EXERCISE INSTRUCTIONS |
Verbatim output of the lines below is required, with the images omitted.

THE DATA |
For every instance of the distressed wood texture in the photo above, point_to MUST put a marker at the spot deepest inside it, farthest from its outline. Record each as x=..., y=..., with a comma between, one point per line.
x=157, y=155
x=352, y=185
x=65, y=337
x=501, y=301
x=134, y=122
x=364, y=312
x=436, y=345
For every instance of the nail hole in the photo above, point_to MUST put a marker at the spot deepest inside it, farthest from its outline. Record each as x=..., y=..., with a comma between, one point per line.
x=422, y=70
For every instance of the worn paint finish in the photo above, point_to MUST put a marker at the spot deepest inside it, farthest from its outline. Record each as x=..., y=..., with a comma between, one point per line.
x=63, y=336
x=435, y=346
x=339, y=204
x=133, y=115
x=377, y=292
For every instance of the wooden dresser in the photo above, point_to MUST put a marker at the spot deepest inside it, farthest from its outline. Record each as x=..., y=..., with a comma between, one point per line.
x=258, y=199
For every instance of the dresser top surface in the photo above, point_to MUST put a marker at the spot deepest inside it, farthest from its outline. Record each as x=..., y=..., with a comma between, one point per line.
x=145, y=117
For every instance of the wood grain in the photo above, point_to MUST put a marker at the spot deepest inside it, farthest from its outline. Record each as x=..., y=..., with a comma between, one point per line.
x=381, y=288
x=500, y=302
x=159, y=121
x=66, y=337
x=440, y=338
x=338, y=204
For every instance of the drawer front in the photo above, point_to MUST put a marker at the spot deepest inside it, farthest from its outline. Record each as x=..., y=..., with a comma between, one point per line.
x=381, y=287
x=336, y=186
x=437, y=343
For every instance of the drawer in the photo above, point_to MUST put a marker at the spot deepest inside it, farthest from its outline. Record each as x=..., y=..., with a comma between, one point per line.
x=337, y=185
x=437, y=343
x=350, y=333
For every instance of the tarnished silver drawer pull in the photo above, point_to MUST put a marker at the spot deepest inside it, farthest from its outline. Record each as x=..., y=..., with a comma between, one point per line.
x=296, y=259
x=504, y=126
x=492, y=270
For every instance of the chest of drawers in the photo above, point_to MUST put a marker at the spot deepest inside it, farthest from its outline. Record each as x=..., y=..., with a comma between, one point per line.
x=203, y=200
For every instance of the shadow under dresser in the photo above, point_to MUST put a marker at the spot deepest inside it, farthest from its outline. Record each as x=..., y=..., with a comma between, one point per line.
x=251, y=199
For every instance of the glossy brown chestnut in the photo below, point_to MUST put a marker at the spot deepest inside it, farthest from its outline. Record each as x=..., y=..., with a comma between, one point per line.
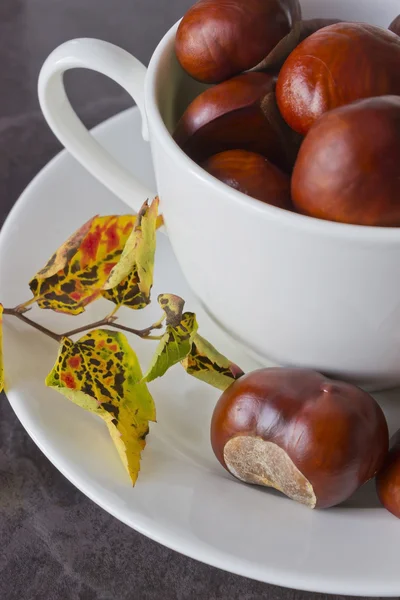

SOLUTION FOR THIS EXERCISE |
For every instance of the distressed wood texture in the photo above, point_to MUST put a marker at the spot deepest inside it, farthest from its outline. Record each as x=..., y=..., with a comma between, one point per line.
x=157, y=155
x=352, y=185
x=65, y=337
x=501, y=301
x=134, y=122
x=364, y=312
x=436, y=345
For every instance of the nail hole in the photo above, point_to MUST put a marker at the spot deepest inside it, farthest from its outline. Record each as x=..., y=..., with a comma between, one point per line.
x=422, y=70
For every instance of the worn paint finish in the photo above, point_to MUST put a marker at the spot deepest inside it, farthest from its outline. Record each as x=..., y=..., with a comma between, one point per line.
x=63, y=336
x=435, y=346
x=339, y=204
x=133, y=115
x=377, y=292
For every instance of the wooden dresser in the photo above, point_to MUST put a marker at the spot deepest inside it, farthest from its outline. Record each as x=..., y=..., with a comma between, one point per line.
x=258, y=199
For every instance of the dresser top surface in the photo above, point_to MUST put a marker at the spot deepest inside it, farthest from its outline. Record each as x=..., y=..., with a comma between, one point per line.
x=145, y=117
For every instance of the wood grain in the photo above, point_to MUST put a marker at the spot deepest inside it, farthest from its outline. Record each as x=..., y=..., with a comma between, one point per line.
x=381, y=288
x=500, y=302
x=159, y=121
x=66, y=337
x=440, y=338
x=338, y=204
For every instance of the drawer front in the photo above, point_to MUST put a marker at the spot deepest inside it, farthest from its outline. Record each as x=..., y=..., with a comma between, one point per line.
x=381, y=287
x=336, y=186
x=437, y=343
For every instance of the drawer in the photo above, point_to MUST put a marker at the spot deepest inside it, farthest from its outline. Record each as x=..., y=..., with a comma between, one point per line.
x=337, y=185
x=437, y=343
x=350, y=333
For every instance of the tarnished silver drawer pull in the photo above, point_to MUST put a marker at the spot deepest inside it, farthest from its outline. Record each as x=..., y=..., with a comma between, one point per line.
x=296, y=259
x=504, y=126
x=492, y=270
For every instance of the chest of drawers in the photo above, point_to MUST put a marker at the spot deepest inside it, farthest from its outline. Record each as x=..., y=..., with a comma between, one point per line.
x=203, y=200
For every instance of the shadow under dresser in the photo above, point_to MUST put a marker at the spot deepest inside it, farthest from its outline. Record each as x=..., y=..., with a comma between, one point per line.
x=251, y=199
For every instance of the glossy brown chestnut in the photo below, point_to MUST put a marker at the spot deepest inside it, farthest from its outline. Record each as x=..., y=..., with a comma between, one point per line.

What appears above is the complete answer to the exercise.